WHAT YOU WILL DO:
What do the lines from the one containing "[indicate] the satellite" through the end of the entries say? Quote them exactly, and only them.

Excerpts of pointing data
◆ ◆ ◆

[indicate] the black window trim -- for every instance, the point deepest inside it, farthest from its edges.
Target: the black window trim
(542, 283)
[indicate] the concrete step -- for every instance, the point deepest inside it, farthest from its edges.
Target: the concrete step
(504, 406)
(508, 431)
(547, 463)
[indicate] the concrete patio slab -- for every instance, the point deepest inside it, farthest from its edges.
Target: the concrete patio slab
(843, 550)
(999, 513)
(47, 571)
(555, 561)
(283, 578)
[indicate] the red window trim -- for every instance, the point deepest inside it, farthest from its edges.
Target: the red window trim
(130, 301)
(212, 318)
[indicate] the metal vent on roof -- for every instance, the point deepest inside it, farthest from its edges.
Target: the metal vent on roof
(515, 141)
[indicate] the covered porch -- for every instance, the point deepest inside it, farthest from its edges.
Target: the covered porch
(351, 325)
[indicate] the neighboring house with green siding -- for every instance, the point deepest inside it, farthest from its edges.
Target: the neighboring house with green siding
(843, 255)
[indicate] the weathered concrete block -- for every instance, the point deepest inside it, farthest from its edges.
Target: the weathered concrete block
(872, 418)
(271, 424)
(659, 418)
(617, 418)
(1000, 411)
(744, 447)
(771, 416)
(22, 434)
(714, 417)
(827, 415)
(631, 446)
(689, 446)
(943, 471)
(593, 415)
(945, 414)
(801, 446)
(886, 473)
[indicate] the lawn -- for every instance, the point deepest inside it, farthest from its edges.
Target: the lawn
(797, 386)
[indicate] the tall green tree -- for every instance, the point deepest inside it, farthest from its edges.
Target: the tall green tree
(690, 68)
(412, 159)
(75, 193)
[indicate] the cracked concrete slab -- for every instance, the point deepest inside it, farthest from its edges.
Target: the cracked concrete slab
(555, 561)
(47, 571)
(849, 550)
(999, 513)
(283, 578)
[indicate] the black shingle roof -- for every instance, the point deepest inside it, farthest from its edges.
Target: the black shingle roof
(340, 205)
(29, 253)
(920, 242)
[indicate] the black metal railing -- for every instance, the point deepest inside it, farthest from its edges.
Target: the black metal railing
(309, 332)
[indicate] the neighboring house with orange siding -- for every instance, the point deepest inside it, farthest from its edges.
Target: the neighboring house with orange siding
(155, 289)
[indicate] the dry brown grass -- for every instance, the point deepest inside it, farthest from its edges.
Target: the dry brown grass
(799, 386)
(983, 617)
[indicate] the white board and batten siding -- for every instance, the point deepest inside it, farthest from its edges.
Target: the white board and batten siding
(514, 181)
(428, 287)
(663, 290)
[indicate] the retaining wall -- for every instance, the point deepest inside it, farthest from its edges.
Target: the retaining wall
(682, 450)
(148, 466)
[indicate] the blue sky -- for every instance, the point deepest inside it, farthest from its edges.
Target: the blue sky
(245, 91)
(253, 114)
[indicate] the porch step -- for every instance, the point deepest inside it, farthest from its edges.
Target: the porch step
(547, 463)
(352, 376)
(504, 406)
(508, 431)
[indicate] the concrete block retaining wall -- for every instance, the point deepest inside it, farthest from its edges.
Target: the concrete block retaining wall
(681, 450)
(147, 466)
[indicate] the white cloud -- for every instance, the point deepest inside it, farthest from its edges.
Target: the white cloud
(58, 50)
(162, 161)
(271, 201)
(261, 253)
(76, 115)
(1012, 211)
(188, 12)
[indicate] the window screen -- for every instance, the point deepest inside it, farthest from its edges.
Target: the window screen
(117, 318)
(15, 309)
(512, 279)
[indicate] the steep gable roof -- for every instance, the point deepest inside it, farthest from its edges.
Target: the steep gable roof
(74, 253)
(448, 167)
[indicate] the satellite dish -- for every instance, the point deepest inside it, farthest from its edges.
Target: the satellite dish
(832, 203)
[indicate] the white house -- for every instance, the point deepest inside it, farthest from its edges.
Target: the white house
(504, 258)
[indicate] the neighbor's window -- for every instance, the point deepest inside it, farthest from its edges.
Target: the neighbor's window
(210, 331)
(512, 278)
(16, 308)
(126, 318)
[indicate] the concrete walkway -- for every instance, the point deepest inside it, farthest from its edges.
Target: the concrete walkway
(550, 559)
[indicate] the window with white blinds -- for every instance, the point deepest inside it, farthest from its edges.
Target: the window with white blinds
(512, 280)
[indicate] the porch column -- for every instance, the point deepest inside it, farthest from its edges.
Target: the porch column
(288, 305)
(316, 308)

◆ ◆ ◆

WRITTEN ANSWER:
[indicate] the satellite dish -- for every instance, the point deepest inside it, farthest from its edges.
Target: the satellite dish
(832, 203)
[indicate] the white house -- for every instance, the point deepest inside it, farthest from its edges.
Target: the white house
(504, 258)
[indicate] the neighbor's window -- for every instance, the point deepest inside it, farthest from its edges.
Target: the neighbor's window
(210, 331)
(512, 278)
(16, 308)
(126, 318)
[indicate] the concrete walkway -- for every instance, the point deepest inside it, farthest from its edges.
Target: the concrete walkway
(550, 559)
[indicate] the window with white blinds -- for every instance, the point deepest inside it, farthest from its edges.
Target: the window with white blinds
(512, 280)
[indicate] the porch column -- for every instance, the point deepest inside it, farthest from its edges.
Target: the porch column
(288, 305)
(316, 308)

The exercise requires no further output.